What the task requires → Reproduce word for word the stretch of the passage on Stanford's International Policy Implementation Lab from "Ann Arvin, Stanford’s" through "to pressing problems.".

To encourage and support these ventures, the Implementation Lab will provide targeted funding, space for research projects and teaching, and a variety of support functions, including connections to on-campus resources that can assist with data visualization, locating interested students, and other tasks.  Those activities will be phased in during the next year based on the advice and feedback of faculty and others who are early participants.

The Implementation Lab is poised to be different from – but complementary to – other Stanford initiatives like the Hasso Plattner Institute of Design. FSI’s Implementation Lab is specifically focused on supporting long-term relationships and engaging students and faculty in the study of policy implementation in different national, organizational, and cultural settings.

Image
FSI Senior Fellow Grant Miller is working on improving health care in India.

“The Stanford International Policy Lab is creating an exciting new community that will catapult our ability to have meaningful and sustained policy engagement and impact through common learning and sharing of experiences with like-minded scholars from all corners of campus,” said Grant Miller, an associate professor of medicine and FSI senior fellow whose project on improving health care in India is being supported by the Implementation Lab.

Ann Arvin, Stanford’s vice provost and dean of research, said the International Policy Implementation Lab will help and encourage faculty to make their scholarship more relevant to pressing problems.

Demands for specialized resources, narrowly focused engagement of students, the ability to consider a long-term horizon, and an understanding of the often opaque processes of policy formulation and implementation pose considerable challenges for researchers seeking to enhance the potential of their policy-oriented research to achieve real impact.

Source information →
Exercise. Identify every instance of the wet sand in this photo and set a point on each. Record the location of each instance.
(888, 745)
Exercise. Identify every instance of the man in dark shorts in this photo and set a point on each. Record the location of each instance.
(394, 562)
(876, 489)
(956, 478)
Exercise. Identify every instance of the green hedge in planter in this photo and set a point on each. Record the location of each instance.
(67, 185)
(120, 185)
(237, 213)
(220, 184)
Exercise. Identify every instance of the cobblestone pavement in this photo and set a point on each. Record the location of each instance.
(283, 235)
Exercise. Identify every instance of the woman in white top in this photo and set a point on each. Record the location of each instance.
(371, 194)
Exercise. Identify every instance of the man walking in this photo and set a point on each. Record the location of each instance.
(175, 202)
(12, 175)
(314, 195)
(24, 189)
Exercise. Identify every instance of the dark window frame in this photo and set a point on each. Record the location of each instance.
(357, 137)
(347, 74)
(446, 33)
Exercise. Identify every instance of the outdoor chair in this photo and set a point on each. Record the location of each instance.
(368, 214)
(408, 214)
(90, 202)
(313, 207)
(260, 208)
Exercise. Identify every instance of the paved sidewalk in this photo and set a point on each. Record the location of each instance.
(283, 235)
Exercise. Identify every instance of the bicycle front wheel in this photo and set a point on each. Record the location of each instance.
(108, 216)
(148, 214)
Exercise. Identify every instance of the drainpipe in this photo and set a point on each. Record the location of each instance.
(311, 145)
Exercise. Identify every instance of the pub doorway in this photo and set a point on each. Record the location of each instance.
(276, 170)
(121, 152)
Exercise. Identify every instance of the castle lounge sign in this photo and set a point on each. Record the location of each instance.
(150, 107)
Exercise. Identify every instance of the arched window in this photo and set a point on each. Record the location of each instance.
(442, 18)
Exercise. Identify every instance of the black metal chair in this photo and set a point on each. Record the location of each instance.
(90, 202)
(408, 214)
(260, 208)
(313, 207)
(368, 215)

Answer section →
Ann Arvin, Stanford’s vice provost and dean of research, said the International Policy Implementation Lab will help and encourage faculty to make their scholarship more relevant to pressing problems.